# Written instruction
Pull from the listing below each line that contains the string "hiker", and copy those lines. Case matters, so skip lines where the letters differ only in case.

# Provided data
◆ ◆ ◆
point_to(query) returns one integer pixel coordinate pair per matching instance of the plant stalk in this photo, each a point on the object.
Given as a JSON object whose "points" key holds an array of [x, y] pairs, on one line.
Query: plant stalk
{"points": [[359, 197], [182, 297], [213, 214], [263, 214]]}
◆ ◆ ◆
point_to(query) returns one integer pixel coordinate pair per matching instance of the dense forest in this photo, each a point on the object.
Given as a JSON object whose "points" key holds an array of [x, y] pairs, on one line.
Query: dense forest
◆ ◆ ◆
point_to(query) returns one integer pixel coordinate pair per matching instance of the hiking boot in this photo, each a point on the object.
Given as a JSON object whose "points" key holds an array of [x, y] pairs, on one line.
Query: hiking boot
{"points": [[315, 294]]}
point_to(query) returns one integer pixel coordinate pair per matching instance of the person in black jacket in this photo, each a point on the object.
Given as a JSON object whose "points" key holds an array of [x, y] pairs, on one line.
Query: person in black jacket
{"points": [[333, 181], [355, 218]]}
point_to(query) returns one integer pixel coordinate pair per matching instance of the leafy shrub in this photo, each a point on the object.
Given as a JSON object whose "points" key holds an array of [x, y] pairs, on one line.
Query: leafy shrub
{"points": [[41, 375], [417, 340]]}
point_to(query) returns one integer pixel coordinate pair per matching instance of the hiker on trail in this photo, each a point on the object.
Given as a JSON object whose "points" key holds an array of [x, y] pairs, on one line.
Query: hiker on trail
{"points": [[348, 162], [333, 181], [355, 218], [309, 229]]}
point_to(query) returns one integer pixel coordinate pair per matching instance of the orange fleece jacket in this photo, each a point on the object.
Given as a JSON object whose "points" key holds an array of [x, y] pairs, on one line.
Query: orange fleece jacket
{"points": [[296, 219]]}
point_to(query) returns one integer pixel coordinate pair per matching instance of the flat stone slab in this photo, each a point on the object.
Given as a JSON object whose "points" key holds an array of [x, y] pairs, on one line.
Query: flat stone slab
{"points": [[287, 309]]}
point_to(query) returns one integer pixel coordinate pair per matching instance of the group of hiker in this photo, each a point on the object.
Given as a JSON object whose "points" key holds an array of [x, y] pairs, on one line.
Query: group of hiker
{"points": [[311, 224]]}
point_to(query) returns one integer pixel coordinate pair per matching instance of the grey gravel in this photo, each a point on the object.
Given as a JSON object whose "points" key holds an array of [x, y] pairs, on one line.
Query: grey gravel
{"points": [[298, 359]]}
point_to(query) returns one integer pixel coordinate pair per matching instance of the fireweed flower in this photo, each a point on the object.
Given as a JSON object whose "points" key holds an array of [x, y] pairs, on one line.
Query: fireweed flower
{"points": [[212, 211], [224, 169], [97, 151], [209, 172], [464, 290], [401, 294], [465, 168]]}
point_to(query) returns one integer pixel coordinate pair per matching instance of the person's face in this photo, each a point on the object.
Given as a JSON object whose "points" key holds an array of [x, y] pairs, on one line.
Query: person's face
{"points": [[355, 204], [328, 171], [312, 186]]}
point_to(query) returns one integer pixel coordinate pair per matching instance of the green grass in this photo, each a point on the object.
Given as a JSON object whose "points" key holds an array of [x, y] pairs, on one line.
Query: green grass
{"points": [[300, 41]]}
◆ ◆ ◆
# Exercise response
point_to(query) returns one integer pixel coordinate pair per matching instance of the hiker on trail in this photo, each a point on the object.
Query: hiker on trail
point_to(query) returns one integer pixel coordinate pair per matching instance of the group of hiker in this photo, each a point on the object.
Query: group of hiker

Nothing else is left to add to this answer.